◆ Written exercise ◆
Set out everything in the data from the line containing "The umbrella handle" down to the line containing "[0, 268, 1000, 334]" as a Markdown table with the columns Index and Content, leaving out blank lines.

◆ Provided entries ◆

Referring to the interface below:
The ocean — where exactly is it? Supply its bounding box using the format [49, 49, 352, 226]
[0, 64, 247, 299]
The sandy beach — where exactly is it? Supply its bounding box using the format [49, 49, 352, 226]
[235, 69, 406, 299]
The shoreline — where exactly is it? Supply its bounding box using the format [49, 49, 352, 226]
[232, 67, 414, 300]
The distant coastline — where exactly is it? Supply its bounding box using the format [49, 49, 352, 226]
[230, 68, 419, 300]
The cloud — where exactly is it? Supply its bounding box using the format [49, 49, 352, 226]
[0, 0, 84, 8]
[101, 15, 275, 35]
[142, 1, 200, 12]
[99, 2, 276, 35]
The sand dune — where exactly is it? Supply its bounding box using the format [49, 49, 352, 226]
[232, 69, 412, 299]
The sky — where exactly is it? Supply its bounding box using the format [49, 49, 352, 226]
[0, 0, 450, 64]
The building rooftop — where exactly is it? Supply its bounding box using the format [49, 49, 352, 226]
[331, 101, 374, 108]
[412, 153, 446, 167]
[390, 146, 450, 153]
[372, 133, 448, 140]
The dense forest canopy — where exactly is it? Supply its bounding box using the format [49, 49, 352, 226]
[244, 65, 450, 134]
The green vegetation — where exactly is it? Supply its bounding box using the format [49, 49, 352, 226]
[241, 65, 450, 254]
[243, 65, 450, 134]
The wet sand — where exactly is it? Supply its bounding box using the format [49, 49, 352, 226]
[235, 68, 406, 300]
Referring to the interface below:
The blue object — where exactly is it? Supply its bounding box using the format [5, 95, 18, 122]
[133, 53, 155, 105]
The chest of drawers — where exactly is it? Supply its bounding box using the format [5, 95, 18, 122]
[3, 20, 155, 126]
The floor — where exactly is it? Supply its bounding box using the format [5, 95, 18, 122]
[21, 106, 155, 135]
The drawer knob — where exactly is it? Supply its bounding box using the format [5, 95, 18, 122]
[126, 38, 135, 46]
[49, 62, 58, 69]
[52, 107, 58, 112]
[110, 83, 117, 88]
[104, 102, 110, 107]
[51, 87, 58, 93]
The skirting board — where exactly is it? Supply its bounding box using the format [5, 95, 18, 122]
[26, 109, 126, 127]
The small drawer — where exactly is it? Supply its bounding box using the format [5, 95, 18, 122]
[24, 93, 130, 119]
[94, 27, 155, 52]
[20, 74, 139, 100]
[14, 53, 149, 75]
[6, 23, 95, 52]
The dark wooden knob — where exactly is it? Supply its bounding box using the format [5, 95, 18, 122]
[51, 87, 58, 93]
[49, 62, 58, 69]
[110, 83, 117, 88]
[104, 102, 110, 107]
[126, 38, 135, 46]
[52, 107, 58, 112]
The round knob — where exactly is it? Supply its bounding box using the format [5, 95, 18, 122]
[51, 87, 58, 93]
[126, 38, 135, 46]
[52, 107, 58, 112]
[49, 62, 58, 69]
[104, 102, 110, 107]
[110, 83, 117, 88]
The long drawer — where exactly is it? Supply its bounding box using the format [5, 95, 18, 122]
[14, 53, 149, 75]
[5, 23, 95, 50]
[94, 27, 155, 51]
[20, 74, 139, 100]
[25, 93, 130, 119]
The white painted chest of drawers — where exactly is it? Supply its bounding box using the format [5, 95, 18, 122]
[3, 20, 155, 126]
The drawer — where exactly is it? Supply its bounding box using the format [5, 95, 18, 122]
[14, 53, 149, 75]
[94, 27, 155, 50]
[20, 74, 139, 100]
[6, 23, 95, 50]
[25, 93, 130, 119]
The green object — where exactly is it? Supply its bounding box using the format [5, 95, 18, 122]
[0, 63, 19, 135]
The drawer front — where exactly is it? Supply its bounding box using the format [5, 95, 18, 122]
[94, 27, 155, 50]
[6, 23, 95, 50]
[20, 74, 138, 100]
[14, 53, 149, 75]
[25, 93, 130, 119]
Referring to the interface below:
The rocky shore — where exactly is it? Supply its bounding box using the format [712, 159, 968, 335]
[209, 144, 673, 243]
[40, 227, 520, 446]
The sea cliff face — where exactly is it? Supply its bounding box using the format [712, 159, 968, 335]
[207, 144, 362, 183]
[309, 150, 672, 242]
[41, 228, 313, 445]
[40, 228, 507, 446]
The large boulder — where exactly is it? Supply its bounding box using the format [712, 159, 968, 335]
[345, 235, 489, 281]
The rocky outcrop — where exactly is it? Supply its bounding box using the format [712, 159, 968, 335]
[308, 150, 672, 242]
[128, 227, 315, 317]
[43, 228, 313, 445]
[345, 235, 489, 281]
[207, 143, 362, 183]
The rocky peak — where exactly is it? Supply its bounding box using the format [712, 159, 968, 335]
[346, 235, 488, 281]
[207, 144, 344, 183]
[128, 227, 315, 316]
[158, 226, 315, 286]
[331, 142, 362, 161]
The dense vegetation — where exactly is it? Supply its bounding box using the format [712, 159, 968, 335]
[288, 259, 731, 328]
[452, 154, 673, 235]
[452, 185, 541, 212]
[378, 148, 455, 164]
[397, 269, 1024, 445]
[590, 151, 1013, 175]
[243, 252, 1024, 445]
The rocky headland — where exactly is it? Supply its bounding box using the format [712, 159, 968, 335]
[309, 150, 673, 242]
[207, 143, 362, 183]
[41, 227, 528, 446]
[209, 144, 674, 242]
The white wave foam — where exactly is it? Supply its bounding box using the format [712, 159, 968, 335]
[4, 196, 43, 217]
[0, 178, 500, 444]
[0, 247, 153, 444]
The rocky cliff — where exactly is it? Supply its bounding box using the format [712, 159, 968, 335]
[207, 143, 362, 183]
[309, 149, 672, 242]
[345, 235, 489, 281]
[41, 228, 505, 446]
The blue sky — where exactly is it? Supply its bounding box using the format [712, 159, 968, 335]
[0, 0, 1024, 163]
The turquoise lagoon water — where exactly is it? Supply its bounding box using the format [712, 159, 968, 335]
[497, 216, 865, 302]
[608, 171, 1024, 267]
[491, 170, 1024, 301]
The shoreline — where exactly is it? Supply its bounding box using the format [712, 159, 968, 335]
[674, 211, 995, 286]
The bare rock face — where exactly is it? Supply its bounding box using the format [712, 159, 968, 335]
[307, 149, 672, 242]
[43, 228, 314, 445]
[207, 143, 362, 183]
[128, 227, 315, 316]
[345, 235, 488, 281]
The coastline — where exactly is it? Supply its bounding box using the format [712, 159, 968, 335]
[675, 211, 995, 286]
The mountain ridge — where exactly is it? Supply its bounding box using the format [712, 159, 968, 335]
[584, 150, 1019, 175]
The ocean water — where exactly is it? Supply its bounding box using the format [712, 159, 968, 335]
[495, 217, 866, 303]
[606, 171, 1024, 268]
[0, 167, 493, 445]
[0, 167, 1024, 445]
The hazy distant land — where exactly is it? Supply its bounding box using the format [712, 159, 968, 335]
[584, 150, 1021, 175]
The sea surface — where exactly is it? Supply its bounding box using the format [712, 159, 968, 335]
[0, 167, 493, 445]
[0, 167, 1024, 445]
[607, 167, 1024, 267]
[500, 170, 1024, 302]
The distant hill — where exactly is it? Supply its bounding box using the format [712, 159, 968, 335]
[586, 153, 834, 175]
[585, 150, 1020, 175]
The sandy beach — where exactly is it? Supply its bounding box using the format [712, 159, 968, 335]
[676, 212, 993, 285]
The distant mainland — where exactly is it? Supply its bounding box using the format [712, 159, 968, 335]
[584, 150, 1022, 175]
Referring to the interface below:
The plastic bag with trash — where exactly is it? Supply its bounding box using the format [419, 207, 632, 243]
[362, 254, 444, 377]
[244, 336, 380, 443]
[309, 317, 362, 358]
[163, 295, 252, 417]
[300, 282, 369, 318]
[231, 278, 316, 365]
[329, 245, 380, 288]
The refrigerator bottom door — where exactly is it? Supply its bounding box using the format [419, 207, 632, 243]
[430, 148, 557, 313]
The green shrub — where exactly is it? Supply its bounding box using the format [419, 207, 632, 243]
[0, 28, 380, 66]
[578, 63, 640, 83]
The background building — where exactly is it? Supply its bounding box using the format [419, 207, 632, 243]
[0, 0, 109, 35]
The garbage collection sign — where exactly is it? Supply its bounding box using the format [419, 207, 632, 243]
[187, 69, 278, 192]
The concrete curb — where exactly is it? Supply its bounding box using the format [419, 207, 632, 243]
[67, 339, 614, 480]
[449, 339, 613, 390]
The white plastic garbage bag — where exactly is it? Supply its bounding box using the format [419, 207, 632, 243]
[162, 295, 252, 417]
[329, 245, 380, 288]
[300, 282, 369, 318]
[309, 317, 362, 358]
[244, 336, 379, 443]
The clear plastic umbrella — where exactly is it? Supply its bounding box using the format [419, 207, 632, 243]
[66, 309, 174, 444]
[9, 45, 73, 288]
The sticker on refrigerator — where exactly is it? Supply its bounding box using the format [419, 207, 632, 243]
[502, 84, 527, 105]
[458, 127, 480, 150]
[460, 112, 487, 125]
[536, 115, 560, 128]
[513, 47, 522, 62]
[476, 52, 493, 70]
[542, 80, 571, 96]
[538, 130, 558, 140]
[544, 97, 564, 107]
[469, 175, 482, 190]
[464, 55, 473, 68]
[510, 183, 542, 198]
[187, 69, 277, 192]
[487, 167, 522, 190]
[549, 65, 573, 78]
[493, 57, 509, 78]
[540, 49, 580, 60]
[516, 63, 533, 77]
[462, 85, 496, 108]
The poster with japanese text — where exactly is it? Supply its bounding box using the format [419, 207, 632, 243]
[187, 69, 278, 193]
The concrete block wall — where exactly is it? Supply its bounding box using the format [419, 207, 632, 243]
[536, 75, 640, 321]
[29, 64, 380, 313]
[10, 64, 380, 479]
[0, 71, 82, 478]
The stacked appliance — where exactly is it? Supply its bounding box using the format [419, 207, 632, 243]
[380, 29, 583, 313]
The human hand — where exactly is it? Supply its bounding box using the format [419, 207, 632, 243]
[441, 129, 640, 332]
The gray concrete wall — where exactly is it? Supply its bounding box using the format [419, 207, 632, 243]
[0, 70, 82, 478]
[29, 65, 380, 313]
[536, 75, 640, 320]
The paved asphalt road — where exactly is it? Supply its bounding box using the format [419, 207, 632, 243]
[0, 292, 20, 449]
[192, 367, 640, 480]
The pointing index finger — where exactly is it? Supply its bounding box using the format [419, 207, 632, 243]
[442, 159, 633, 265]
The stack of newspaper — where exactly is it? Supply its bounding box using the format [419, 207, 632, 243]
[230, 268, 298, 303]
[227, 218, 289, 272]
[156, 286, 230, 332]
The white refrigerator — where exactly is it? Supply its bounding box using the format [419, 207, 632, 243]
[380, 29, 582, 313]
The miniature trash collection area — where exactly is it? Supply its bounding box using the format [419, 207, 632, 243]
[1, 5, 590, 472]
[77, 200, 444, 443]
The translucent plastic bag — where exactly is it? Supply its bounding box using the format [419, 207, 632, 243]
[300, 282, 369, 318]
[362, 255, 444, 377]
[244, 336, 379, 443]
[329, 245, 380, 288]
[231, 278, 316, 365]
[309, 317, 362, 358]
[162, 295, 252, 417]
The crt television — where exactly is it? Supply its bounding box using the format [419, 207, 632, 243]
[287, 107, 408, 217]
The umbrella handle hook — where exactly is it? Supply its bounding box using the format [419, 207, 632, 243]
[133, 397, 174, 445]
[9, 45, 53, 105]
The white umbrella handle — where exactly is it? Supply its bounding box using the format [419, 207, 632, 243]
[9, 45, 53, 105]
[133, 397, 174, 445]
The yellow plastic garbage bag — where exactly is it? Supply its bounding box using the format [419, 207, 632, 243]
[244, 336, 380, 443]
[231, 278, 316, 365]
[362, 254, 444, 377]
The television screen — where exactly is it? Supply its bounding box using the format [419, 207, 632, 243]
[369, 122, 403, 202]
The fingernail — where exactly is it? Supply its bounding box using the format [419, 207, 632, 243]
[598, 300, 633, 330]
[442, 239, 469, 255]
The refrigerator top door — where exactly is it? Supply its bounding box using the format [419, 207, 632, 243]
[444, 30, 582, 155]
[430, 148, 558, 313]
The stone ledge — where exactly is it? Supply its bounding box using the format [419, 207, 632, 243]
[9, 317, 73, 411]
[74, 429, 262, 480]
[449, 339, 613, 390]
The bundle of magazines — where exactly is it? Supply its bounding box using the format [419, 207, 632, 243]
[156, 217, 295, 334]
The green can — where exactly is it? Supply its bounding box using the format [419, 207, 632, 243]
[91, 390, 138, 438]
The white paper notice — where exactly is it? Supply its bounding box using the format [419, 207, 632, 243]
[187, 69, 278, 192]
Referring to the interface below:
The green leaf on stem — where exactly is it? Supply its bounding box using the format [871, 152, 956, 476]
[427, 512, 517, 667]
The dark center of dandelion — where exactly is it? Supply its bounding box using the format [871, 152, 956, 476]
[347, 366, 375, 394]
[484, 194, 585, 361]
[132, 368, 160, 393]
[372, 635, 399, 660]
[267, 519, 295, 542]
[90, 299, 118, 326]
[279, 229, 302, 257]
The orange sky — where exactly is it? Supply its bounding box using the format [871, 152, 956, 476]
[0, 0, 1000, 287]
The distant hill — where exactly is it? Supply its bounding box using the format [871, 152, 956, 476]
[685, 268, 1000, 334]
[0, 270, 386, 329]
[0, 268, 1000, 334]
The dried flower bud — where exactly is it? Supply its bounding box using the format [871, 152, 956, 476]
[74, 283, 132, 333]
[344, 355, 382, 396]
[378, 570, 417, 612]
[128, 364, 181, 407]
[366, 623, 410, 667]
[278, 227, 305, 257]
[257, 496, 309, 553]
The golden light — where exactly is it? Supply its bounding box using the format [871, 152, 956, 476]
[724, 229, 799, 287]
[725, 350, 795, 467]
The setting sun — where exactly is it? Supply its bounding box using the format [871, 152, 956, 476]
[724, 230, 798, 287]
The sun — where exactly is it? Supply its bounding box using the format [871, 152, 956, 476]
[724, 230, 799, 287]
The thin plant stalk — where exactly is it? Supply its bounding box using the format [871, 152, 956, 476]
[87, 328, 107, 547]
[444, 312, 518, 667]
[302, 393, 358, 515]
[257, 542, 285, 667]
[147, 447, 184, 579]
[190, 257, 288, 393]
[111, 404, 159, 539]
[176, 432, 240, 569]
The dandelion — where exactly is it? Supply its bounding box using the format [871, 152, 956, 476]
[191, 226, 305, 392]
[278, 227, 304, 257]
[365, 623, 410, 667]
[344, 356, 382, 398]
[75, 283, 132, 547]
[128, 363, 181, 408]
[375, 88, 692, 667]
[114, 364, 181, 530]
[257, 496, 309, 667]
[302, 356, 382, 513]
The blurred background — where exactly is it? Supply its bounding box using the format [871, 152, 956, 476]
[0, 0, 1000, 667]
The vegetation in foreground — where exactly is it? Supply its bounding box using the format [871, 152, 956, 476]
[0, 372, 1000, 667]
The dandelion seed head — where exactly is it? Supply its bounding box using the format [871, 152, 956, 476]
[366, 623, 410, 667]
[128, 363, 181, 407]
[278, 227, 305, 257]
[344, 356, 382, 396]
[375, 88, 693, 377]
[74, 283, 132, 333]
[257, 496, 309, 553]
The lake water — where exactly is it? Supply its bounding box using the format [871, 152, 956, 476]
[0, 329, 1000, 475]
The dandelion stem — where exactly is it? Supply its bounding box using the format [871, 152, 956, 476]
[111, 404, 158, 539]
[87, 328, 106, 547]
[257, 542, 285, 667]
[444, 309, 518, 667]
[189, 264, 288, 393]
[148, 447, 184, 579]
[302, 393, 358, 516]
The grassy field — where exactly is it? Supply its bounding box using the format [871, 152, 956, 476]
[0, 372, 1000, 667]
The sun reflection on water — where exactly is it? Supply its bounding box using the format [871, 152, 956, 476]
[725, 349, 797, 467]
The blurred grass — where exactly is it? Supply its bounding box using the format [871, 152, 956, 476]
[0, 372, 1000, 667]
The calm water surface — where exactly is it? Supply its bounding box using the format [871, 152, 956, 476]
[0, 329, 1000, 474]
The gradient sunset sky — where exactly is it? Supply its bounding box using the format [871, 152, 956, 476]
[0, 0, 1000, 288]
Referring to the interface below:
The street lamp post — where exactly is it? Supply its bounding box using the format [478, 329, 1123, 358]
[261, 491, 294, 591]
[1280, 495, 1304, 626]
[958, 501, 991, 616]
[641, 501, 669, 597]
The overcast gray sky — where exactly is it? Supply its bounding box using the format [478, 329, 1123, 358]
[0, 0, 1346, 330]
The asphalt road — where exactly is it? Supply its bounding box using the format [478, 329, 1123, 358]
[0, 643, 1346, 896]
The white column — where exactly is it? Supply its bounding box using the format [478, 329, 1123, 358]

◆ Written answer ◆
| Index | Content |
|---|---|
| 1 | The umbrella handle hook — where exactly is it? Supply its bounding box using the format [419, 207, 632, 243] |
| 2 | [133, 397, 174, 445] |
| 3 | [9, 45, 53, 105] |
| 4 | The white umbrella handle — where exactly is it? Supply its bounding box using the format [419, 207, 632, 243] |
| 5 | [9, 45, 53, 105] |
| 6 | [133, 397, 174, 445] |
| 7 | The yellow plastic garbage bag — where exactly is it? Supply its bounding box using the format [419, 207, 632, 243] |
| 8 | [244, 336, 380, 443] |
| 9 | [231, 278, 316, 365] |
| 10 | [362, 254, 444, 377] |
| 11 | The television screen — where exactly is it? Supply its bounding box using the format [419, 207, 632, 243] |
| 12 | [369, 122, 403, 202] |
| 13 | The fingernail — where exactly is it? Supply its bounding box using the format [419, 207, 632, 243] |
| 14 | [598, 300, 633, 330] |
| 15 | [442, 239, 469, 255] |
| 16 | The refrigerator top door — where exactly is it? Supply its bounding box using the format [419, 207, 632, 243] |
| 17 | [444, 30, 582, 155] |
| 18 | [430, 148, 558, 313] |
| 19 | The stone ledge — where exactly is it? Supply its bounding box using the format [419, 207, 632, 243] |
| 20 | [9, 317, 73, 411] |
| 21 | [74, 429, 262, 480] |
| 22 | [449, 339, 613, 390] |
| 23 | The bundle of magazines — where exactly is it? Supply its bounding box using the format [419, 207, 632, 243] |
| 24 | [156, 217, 295, 334] |
| 25 | The green can — where exactly is it? Supply its bounding box using the format [419, 207, 632, 243] |
| 26 | [91, 390, 138, 438] |
| 27 | The white paper notice — where exactly is it? Supply its bounding box using the format [419, 207, 632, 243] |
| 28 | [187, 69, 278, 192] |
| 29 | Referring to the interface below: |
| 30 | The green leaf on stem — where exactly is it? Supply its bounding box using the format [871, 152, 956, 476] |
| 31 | [427, 512, 517, 667] |
| 32 | The dark center of dandelion — where exactly is it? Supply its bounding box using the format [871, 152, 956, 476] |
| 33 | [347, 366, 375, 394] |
| 34 | [484, 194, 585, 361] |
| 35 | [132, 368, 160, 393] |
| 36 | [372, 635, 399, 660] |
| 37 | [267, 519, 295, 542] |
| 38 | [90, 299, 118, 326] |
| 39 | [279, 229, 302, 257] |
| 40 | The orange sky — where exactly is it? Supply its bounding box using the format [871, 152, 956, 476] |
| 41 | [0, 0, 1000, 287] |
| 42 | The distant hill — where exactly is it? Supply its bounding box using the format [871, 152, 956, 476] |
| 43 | [685, 268, 1000, 334] |
| 44 | [0, 270, 386, 329] |
| 45 | [0, 268, 1000, 334] |